____ Supplied material

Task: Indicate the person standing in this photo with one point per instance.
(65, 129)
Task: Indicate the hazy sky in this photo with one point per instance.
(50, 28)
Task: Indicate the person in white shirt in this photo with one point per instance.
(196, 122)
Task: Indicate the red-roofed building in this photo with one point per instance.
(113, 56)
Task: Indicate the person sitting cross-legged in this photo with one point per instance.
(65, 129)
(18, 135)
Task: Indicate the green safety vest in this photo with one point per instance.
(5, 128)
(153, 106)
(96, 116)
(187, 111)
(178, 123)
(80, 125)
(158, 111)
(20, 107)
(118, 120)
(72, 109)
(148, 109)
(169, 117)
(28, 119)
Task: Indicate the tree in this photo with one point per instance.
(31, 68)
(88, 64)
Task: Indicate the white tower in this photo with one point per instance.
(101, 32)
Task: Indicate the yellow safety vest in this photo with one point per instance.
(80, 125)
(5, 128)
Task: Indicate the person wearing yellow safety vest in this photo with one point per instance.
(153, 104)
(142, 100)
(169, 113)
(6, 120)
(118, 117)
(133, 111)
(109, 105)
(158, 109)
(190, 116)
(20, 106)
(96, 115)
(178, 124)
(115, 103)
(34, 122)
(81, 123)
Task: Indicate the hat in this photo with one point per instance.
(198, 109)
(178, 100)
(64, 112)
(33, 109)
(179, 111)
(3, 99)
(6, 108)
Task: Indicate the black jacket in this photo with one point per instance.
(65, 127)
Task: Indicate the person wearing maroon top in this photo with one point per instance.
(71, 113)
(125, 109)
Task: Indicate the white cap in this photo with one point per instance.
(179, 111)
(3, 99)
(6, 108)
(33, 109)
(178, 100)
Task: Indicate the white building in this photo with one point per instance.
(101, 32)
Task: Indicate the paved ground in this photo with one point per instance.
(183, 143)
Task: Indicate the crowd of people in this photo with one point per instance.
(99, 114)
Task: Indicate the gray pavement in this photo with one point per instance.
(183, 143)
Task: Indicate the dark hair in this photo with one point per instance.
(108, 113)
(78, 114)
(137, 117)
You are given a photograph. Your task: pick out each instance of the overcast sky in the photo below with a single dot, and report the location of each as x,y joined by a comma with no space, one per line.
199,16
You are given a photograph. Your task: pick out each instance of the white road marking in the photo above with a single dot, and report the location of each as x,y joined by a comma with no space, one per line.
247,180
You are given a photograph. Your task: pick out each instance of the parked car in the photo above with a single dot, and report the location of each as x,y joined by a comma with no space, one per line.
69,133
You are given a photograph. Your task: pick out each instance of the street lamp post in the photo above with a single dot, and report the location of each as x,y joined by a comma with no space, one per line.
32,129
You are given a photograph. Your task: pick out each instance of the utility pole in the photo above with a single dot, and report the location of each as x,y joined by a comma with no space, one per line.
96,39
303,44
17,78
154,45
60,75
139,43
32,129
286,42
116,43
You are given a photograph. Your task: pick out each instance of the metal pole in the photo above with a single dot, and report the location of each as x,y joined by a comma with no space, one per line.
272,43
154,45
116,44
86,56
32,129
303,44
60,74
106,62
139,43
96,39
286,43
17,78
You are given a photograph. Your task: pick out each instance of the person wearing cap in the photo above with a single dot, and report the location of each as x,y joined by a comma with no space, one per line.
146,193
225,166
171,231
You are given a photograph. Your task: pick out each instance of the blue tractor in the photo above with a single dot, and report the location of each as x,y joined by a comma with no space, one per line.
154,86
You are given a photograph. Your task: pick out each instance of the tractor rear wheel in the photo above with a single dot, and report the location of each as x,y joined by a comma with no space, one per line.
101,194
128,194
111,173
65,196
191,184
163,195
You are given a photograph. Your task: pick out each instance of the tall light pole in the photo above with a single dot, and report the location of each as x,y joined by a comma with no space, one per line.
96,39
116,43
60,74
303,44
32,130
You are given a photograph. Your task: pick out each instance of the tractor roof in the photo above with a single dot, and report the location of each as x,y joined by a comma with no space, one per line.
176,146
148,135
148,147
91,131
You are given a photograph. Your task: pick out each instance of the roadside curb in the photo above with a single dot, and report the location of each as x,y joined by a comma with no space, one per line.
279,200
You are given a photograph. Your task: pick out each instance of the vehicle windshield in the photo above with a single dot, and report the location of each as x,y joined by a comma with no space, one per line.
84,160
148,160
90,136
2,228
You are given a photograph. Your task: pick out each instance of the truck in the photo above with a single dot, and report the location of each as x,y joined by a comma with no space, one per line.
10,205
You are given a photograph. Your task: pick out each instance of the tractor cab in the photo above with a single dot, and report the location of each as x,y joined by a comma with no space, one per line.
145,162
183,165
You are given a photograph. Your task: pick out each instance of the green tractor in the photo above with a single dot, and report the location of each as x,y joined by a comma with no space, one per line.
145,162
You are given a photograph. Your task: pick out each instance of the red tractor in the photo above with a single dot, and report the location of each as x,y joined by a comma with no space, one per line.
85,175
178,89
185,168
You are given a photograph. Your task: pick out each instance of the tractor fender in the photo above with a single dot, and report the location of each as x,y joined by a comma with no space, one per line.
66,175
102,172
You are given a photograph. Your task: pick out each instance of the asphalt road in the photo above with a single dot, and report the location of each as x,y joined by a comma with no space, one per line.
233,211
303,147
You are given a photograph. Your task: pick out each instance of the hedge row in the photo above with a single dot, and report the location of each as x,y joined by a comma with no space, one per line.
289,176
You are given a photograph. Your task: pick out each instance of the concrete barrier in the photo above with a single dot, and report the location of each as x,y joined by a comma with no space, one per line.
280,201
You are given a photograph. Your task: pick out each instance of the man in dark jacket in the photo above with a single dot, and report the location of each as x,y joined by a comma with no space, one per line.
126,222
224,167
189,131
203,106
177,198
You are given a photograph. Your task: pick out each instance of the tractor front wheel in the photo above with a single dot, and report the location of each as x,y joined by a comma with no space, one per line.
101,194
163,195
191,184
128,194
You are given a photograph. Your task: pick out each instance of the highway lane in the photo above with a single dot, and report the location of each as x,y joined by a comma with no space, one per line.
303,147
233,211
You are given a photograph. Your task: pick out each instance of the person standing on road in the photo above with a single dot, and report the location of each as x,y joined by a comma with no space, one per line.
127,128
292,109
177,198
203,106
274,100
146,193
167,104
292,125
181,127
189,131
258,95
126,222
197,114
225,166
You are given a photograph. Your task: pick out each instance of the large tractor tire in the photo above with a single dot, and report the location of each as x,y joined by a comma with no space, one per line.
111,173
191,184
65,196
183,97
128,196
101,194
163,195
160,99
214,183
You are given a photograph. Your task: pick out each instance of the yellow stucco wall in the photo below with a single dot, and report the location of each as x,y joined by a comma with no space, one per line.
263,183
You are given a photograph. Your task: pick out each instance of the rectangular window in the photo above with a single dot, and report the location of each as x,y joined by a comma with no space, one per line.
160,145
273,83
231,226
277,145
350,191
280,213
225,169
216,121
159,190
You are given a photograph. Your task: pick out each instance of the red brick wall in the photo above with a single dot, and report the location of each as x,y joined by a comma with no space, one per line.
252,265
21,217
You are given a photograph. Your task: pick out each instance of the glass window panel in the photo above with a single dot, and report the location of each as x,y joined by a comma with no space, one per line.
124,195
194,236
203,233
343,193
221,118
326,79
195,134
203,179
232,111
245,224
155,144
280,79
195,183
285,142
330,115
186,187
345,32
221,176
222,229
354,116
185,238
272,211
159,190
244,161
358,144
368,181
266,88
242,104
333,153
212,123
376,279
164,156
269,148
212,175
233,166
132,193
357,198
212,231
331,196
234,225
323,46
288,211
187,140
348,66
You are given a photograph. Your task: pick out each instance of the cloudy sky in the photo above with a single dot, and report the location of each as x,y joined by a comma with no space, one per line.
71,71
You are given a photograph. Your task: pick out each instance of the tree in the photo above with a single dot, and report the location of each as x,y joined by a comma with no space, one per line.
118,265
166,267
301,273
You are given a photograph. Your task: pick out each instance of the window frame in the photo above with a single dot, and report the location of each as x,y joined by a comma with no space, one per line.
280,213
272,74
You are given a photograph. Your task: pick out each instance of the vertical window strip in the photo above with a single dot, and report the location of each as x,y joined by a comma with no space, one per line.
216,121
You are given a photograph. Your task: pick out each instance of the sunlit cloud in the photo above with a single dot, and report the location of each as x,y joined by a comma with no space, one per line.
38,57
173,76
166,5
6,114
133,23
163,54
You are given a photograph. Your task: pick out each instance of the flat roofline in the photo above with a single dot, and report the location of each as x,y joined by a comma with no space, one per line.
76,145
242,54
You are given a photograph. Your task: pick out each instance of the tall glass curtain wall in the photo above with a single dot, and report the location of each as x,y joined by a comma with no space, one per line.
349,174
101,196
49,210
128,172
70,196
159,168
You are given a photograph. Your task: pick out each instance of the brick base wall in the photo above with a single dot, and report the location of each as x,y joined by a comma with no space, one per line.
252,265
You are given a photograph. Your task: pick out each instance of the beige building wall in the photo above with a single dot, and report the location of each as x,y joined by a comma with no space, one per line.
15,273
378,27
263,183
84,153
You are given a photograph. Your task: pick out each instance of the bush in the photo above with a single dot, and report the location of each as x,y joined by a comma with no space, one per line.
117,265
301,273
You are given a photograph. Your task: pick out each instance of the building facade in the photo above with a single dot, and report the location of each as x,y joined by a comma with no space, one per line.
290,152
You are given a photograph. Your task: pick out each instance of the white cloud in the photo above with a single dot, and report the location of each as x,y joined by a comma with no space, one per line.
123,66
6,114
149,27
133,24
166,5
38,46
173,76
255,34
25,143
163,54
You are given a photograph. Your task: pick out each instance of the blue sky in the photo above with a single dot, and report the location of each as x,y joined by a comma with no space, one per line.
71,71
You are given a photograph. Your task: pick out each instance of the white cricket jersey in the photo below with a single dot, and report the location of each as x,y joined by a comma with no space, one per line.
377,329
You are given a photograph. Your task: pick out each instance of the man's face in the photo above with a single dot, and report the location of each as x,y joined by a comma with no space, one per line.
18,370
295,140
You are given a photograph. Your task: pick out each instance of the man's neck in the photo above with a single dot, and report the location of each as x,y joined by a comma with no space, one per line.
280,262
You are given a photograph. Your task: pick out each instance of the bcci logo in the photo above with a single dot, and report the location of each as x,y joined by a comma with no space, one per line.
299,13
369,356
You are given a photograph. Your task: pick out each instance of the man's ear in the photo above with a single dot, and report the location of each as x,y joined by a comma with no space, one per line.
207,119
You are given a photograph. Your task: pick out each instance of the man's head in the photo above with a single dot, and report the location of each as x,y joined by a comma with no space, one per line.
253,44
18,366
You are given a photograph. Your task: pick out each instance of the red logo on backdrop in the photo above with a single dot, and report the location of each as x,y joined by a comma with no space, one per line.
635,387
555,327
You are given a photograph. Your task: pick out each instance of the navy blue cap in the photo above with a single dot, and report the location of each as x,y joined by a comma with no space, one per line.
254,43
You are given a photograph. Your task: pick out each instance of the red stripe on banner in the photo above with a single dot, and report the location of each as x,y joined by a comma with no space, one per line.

________

(What is needed): Your answer must be the line that contains "of the bcci" and every line after it to the end of the records, reproduced exactly.

(Response below):
You are given a photograph. Your task: pick out each instance of the bcci logo in the photo above with a single dot, and report the location of each as x,y joined by a comma with no space, one per line.
299,13
369,356
You are given a photograph. Your task: pick out each instance of the man's ear in the photo above with a single dot, and report the location of each as x,y joined by a comma with no space, one per line.
207,119
You are given a photograph. Your task: pick out each instance of the man's head in the photo above with a single dot, and report the location of each as x,y joined by a comma with no space, one per line.
253,44
18,366
You are given a photograph. Your task: pick out each instance of the red logo on backdrop in the photo above with a single dot, and report the location of each as x,y joined by a comma with no space, one per line.
635,387
555,327
You are given a photograph. Your task: pick out each instance of the navy blue cap in the photo above with a single dot, and report the location of each as x,y joined by a comma with no space, one per line.
254,43
You are given a photograph. Your task: pick out each instance of the red stripe on banner in the photo above with a single dot, and report the location of each as x,y joined by a comma with no space, one per line.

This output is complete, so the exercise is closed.